Work to complete:
A – In the experimental immunology text, what is the control procedure that eliminates most self-reactive immune cells during their generation called?
B – Reproduce the experimental immunology text word for word, from "Our Research" to "or multiple sclerosis.".
C – Write a continuation of the experimental immunology text that picks up after its final sentence.

Reading text:

|---|

Experimental Immunology

Every day we are attacked by a large number of different pathogens that our immune system tries to repel by using various strategies. To combat these, cells of the immune system have learnt to distinguish between harmless self structures and potentially dangerous foreign ones. Sometimes, however, immune cells are generated, which are falsely programmed and can attack structures in their own body. Learn more about the body`s protection against these cells and how we can use this mechanism in therapy.


Our Research

Bacteria adhering to regulatory T cell

No matter where we are, we are surrounded by pathogens – bacteria, viruses, fungi and parasites are everywhere. The human immune system has developed various strategies to control the spreading of pathogens within the body and to prevent their pathogenic effect to keep us healthy. On a random basis, our body produces highly specific immune cells (T and B lymphocytes) to specifically recognize and attack the numerous pathogens. Certainly, this random process bears the risk that cells are generated that recognize molecules of the own body instead of pathogens and thereby might cause autoimmune diseases like rheumatoid arthritis, diabetes or multiple sclerosis.

Regulatory T cells, the "Blue Helmets" of the immune system

The vast majority of those self-reactive immune cells are already eliminated during the process of their generation by a control procedure called "central tolerance". However, a number of self-reactive cells escapes the elimination and exists in any human. In order to prevent an attack on the body's own cells and thus the generation of autoimmune diseases, the immune system has developed various regulatory mechanisms, so-called "peripheral tolerance mechanisms".

|---|

Information provided:
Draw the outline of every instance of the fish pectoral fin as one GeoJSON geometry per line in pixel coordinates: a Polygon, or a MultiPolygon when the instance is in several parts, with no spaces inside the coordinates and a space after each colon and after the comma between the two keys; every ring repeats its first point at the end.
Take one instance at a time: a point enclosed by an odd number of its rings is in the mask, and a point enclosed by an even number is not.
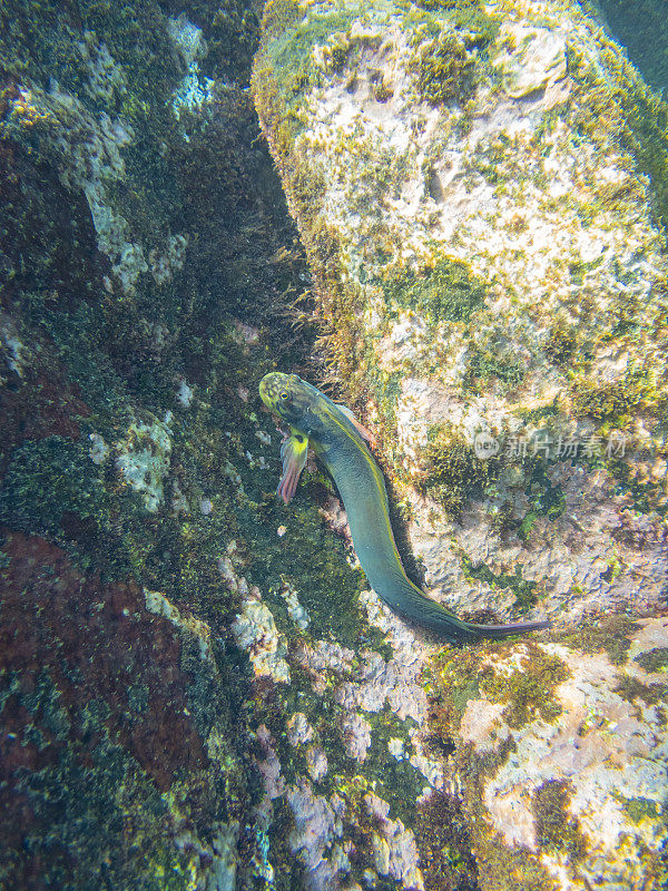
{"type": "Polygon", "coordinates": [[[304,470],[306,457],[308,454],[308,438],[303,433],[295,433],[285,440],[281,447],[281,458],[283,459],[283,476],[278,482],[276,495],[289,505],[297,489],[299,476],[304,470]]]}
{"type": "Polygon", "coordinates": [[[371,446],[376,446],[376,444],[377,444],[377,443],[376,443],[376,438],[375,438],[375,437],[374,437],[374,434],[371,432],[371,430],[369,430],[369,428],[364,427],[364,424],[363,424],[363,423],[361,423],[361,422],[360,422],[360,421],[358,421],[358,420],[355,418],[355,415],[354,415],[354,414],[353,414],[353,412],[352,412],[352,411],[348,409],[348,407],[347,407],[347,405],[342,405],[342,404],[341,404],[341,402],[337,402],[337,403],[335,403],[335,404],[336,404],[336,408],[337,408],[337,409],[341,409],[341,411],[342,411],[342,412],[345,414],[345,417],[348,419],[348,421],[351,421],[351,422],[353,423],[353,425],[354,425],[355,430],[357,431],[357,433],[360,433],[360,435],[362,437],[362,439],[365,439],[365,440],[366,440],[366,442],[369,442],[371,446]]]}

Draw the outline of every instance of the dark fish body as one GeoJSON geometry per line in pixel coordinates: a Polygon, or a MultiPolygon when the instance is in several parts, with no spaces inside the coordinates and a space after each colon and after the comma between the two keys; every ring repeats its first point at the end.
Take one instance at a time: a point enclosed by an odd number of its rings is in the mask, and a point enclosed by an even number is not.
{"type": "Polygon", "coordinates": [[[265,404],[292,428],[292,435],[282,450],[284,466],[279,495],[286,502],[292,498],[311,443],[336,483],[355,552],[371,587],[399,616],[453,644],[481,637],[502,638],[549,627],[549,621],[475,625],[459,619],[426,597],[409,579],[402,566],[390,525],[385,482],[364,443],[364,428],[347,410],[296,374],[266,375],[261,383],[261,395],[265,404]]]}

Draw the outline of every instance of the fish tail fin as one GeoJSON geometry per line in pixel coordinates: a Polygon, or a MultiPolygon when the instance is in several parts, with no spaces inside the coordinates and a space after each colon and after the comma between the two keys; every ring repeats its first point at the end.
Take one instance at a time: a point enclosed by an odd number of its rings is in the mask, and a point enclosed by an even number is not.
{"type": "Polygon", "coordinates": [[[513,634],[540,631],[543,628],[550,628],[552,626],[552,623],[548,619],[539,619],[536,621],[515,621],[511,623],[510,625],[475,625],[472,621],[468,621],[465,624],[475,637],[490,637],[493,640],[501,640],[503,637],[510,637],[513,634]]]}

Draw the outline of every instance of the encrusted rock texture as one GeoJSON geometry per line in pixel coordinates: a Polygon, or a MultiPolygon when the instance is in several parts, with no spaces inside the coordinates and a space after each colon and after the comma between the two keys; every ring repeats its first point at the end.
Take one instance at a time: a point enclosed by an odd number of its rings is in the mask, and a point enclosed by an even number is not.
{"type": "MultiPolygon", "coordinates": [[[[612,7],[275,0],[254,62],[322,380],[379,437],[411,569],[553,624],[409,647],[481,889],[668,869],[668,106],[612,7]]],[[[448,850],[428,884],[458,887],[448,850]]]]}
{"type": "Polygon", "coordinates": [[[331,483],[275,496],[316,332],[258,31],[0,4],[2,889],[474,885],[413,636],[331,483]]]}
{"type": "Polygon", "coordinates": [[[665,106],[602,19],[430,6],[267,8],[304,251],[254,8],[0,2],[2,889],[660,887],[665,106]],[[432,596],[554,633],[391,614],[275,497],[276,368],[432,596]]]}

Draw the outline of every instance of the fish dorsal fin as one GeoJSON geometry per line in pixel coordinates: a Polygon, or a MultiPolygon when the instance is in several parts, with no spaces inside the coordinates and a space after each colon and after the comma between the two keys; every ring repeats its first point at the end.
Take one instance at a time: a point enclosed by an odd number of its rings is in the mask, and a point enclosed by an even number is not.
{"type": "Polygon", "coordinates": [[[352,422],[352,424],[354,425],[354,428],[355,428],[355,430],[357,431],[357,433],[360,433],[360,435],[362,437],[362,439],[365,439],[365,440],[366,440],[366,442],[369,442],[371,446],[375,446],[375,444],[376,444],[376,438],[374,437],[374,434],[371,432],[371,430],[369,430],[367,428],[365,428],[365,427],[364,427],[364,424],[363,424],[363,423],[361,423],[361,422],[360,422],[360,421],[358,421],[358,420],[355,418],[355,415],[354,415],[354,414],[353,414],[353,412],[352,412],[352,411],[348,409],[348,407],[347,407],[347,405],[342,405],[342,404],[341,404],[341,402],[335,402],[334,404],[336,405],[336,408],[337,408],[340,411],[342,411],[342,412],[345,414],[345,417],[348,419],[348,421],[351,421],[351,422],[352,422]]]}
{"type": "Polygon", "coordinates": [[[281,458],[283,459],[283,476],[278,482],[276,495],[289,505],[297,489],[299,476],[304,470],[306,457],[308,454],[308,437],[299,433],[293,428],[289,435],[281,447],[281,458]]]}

|---|

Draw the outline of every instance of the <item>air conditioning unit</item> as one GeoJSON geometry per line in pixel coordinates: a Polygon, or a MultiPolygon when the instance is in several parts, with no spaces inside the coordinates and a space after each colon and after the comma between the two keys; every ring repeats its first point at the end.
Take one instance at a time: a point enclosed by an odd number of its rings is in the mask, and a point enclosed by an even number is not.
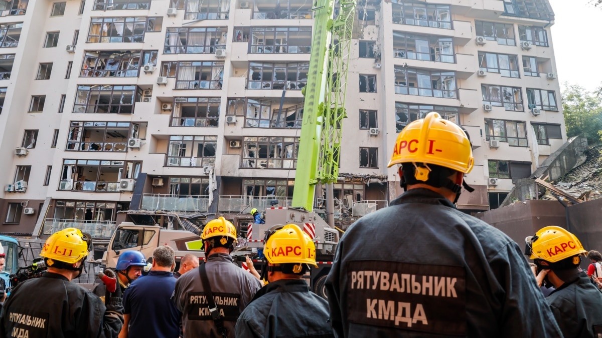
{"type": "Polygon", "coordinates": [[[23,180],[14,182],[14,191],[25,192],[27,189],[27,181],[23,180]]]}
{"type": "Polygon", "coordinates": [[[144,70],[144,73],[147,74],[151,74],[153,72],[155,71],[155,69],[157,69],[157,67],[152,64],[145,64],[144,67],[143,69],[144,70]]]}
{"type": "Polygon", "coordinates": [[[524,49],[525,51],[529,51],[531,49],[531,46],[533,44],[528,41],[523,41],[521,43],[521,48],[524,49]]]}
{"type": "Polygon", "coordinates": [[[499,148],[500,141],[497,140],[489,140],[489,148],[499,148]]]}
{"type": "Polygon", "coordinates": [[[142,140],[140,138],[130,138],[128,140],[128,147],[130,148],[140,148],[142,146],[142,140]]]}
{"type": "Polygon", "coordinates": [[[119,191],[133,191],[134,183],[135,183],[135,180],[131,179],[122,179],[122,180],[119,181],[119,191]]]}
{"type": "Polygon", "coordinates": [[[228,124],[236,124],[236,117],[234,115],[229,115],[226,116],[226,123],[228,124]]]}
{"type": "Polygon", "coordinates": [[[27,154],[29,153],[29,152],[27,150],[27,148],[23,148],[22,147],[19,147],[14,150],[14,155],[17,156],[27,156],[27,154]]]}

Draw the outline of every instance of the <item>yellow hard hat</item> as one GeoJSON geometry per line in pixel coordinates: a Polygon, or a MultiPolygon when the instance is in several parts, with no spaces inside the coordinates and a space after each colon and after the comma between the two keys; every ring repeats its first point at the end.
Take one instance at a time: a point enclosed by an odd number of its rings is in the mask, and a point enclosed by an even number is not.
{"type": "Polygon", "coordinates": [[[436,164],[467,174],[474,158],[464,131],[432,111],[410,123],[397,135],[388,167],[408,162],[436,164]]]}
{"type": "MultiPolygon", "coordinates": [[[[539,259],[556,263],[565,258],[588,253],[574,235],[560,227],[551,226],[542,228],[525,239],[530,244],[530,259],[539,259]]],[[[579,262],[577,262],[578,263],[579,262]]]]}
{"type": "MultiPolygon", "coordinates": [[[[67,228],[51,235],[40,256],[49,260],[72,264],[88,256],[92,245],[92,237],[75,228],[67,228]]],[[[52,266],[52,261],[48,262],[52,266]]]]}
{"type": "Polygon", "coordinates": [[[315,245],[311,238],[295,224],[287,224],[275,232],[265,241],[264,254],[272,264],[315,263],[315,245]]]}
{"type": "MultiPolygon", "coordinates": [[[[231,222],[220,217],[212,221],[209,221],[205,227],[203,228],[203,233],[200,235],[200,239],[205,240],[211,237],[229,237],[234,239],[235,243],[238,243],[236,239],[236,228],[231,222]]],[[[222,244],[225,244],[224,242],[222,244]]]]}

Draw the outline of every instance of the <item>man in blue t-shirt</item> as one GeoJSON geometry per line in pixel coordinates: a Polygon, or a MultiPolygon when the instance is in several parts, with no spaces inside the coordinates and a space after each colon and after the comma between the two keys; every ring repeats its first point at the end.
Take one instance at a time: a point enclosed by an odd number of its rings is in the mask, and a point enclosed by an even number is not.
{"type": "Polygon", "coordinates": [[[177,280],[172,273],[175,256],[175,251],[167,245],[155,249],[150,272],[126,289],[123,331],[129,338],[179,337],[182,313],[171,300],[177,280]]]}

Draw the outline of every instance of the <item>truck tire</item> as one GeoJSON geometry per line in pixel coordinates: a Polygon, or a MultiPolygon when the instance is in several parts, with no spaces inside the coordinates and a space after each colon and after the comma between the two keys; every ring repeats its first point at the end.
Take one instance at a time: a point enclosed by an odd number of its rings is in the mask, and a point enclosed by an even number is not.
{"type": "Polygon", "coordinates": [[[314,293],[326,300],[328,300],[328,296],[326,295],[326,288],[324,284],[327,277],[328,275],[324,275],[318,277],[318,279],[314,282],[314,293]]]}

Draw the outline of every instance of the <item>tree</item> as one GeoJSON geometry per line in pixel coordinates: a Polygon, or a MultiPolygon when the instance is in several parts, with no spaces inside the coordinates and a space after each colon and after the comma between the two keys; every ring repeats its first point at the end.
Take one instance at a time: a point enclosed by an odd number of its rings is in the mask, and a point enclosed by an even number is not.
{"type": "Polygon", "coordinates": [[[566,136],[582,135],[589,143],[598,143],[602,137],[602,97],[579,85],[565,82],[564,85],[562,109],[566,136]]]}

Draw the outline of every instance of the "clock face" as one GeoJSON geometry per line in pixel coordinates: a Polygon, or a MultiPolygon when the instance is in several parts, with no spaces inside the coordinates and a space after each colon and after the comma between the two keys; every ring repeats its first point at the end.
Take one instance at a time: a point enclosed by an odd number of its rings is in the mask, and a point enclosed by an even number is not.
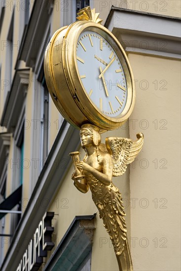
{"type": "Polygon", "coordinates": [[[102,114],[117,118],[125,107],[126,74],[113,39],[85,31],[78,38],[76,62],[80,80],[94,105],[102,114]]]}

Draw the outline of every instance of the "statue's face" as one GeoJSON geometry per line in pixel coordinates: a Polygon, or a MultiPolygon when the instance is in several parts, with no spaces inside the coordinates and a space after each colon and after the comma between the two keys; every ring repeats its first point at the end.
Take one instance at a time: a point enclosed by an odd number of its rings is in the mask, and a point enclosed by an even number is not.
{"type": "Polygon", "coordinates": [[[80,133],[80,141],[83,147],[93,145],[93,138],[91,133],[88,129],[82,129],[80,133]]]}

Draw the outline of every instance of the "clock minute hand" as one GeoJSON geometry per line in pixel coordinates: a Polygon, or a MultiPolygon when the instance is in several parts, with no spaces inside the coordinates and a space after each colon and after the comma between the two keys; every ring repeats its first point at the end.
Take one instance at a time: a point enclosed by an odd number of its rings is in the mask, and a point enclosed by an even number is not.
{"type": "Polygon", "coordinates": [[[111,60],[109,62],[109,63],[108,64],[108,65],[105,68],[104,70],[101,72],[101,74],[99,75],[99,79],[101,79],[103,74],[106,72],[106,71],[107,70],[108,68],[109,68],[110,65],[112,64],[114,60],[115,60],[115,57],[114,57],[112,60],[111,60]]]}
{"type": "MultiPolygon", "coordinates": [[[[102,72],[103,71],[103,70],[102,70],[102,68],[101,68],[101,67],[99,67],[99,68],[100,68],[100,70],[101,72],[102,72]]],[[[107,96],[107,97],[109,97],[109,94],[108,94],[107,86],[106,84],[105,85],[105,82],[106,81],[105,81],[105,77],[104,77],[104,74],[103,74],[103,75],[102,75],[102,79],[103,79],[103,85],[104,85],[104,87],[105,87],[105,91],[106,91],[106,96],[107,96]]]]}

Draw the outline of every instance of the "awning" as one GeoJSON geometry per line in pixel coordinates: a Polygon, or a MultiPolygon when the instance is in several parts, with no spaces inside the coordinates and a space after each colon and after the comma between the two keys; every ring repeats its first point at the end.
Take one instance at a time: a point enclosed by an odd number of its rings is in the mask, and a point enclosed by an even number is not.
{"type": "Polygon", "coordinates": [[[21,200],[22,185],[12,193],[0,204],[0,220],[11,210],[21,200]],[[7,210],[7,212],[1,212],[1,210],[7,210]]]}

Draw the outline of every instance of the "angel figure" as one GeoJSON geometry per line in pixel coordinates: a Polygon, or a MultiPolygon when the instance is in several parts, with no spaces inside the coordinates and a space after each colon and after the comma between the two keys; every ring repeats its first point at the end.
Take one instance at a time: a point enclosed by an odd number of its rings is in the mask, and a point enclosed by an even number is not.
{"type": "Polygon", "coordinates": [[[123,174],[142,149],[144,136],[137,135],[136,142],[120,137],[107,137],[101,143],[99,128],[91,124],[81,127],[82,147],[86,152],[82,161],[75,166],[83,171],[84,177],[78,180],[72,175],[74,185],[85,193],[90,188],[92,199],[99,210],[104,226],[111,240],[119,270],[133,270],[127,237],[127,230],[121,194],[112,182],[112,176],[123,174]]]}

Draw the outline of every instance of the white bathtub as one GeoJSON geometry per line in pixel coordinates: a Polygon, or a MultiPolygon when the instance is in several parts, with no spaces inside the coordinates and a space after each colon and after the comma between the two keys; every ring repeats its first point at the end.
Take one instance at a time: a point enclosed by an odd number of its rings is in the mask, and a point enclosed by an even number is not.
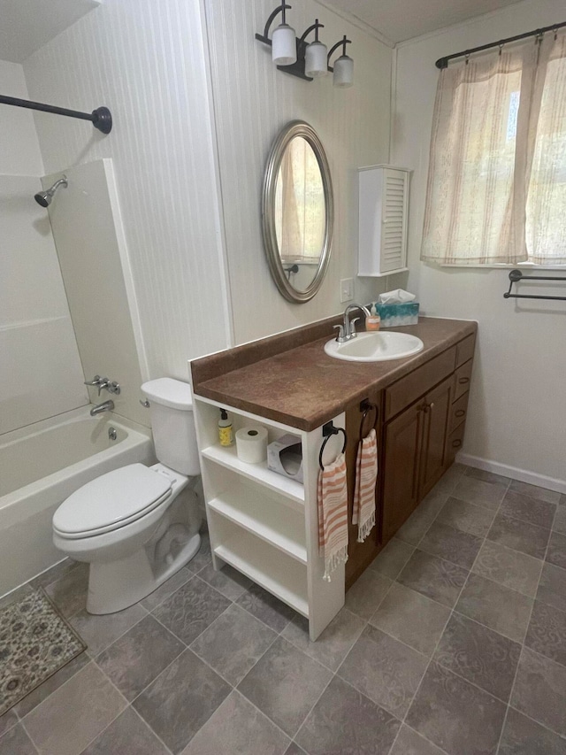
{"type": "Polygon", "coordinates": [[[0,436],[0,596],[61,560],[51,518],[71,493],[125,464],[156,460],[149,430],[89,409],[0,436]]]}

|---|

Responses by item number:
A – It is called "central tolerance."

B –
Our Research

Bacteria adhering to regulatory T cell

No matter where we are, we are surrounded by pathogens – bacteria, viruses, fungi and parasites are everywhere. The human immune system has developed various strategies to control the spreading of pathogens within the body and to prevent their pathogenic effect to keep us healthy. On a random basis, our body produces highly specific immune cells (T and B lymphocytes) to specifically recognize and attack the numerous pathogens. Certainly, this random process bears the risk that cells are generated that recognize molecules of the own body instead of pathogens and thereby might cause autoimmune diseases like rheumatoid arthritis, diabetes or multiple sclerosis.

C –
As an important part of the peripheral tolerance regulatory T cells (Tregs) are produced, which belong to the group of T lymphocytes. One can imagine these cells as “blue helmets” of the immune system. Their function is to prevent immune reactions against the body's own tissues. Additionally, Tregs interfere in a de-escalating way within the body's defense against invading pathogens and prevent excessive immune reactions, which in worst case can cause severe organ damage. However, if Tregs are present at too high numbers, wanted immune responses against pathogens and tumors as well as responses towards vaccinations might be suppressed. Thus, an optimal balance of Tregs is essential for a fully functional immune system.

In order to apply or modulate Tregs for therapeutic purposes, we have to extend our knowledge about their origin, functional properties and mechanisms of action. This is the focus of the Department of Experimental Immunology.